Extract provided

Then the devil leaveth him. Luke adds, "for a season." When the devil is resisted he always flees.

Angels came and ministered to him. When he fought off the tempter, after the victory was won, angels came to minister to him. I suppose this ministry was to supply him with food, but they also would afford spiritual sympathy.

Verse 12

Now when he heard that John was delivered up. A long period lapses between the temptation and the next event recorded. Matthew does not try to follow the order of events, and he now passes over more than a year. This year had been actively employed. The intervening events are, (1) the return of Jesus from the wilderness to Bethabara, where the first disciples are called (John 1:15-37); (2) the return to Galilee and the miracle at Cana (Joh 2:1-11); (3) the first passover of the Lord's ministry in Jerusalem and the temple cleansed (Joh 2:14-25); (4) interview with Nicodemus (John 3:1-21); (5) ministry in Judea (Joh 4:3); (6) leaves for Galilee, passes through Samaria, conversation at Sychar (John 4:4-42); (7) heals nobleman's son (Joh 4:46-54); (8) a period of retirement in Galilee, John imprisoned (Mat 4:12); (9) attends feast in Jerusalem, miracle at pool of Bethesda (John 5); (10) returns to Galilee, April A. D. 28. We thus see that an interval of more than a year elapsed between the temptation and the imprisonment of John. John was thrown into prison because he rebuked Herod (Mat 14:4; Mar 6:17).

[Stored items]
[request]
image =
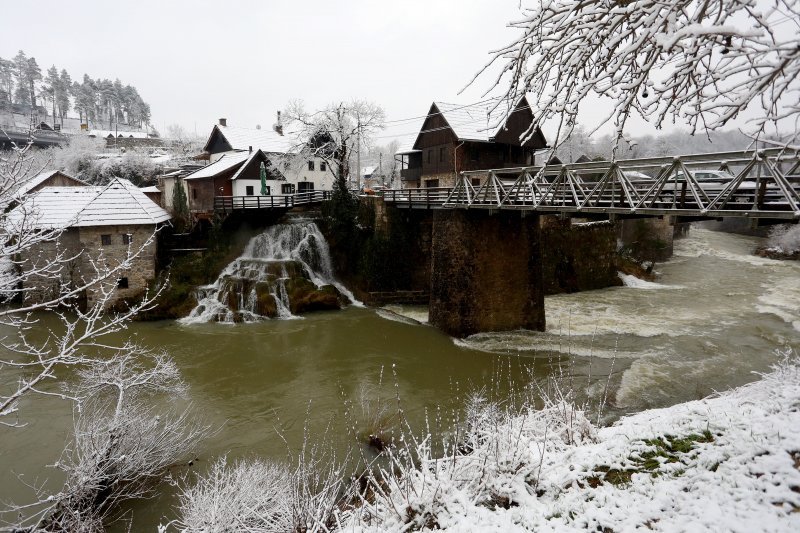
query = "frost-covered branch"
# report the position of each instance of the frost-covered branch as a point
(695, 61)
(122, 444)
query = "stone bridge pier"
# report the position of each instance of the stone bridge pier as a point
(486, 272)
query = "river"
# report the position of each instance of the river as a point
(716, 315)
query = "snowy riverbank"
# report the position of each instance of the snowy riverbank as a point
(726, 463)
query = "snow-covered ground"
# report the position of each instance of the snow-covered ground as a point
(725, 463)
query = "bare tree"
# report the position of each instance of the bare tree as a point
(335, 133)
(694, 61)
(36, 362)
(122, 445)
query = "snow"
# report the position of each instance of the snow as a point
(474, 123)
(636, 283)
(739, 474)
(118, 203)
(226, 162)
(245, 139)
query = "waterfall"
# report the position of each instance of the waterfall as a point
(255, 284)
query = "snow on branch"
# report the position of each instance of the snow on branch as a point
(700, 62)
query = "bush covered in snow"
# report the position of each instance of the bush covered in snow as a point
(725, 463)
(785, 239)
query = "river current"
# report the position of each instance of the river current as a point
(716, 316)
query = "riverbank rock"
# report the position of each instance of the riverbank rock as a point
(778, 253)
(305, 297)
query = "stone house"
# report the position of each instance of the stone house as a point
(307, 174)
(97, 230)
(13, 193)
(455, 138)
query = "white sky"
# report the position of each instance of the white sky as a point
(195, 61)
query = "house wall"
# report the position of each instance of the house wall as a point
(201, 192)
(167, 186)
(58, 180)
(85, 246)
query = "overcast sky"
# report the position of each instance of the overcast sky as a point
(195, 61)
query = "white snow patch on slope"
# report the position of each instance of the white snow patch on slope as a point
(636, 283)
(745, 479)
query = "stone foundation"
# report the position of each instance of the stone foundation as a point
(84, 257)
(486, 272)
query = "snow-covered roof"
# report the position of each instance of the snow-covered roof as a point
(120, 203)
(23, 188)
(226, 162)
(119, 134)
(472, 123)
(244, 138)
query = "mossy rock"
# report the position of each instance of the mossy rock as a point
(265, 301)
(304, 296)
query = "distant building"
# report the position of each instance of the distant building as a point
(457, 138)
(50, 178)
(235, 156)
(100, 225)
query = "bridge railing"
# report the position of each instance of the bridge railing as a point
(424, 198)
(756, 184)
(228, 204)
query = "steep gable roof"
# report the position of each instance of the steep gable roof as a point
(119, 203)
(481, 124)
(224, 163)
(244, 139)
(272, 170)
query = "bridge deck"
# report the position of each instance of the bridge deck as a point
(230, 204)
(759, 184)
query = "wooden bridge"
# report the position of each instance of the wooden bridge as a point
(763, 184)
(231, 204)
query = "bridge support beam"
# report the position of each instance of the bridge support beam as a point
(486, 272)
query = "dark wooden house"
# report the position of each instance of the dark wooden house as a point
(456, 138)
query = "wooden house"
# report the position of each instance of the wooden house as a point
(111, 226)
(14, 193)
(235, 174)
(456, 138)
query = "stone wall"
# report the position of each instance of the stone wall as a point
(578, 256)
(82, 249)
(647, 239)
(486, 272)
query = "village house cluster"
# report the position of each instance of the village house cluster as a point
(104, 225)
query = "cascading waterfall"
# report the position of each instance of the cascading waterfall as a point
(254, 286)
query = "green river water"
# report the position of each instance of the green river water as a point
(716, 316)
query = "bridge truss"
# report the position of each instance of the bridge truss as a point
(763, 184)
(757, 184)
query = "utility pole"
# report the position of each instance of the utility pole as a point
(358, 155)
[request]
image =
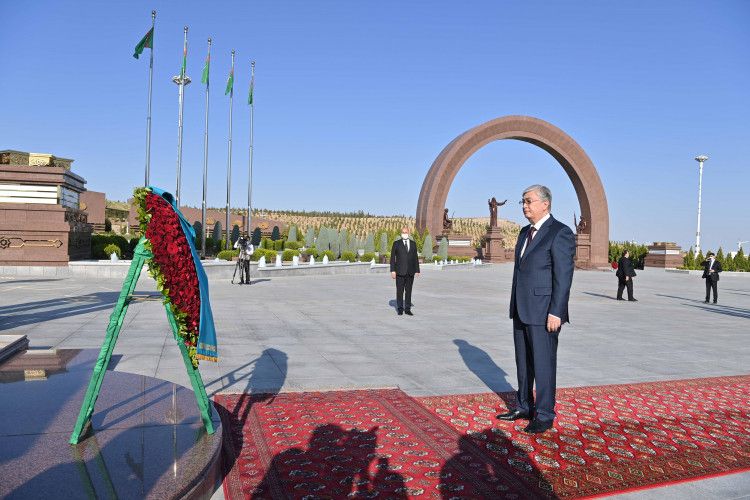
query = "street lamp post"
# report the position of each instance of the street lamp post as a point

Written instruction 1
Rewrite the commentary's paragraph beginning "Angels came and ministered to him" in a single shorter sentence that keeps its main facts.
Written instruction 2
According to the commentary, why was John thrown into prison?

Written response 1
After Jesus fought off the tempter and won the victory, angels came to minister to him, probably supplying him with food and also offering spiritual sympathy.

Written response 2
He was thrown into prison because he rebuked Herod.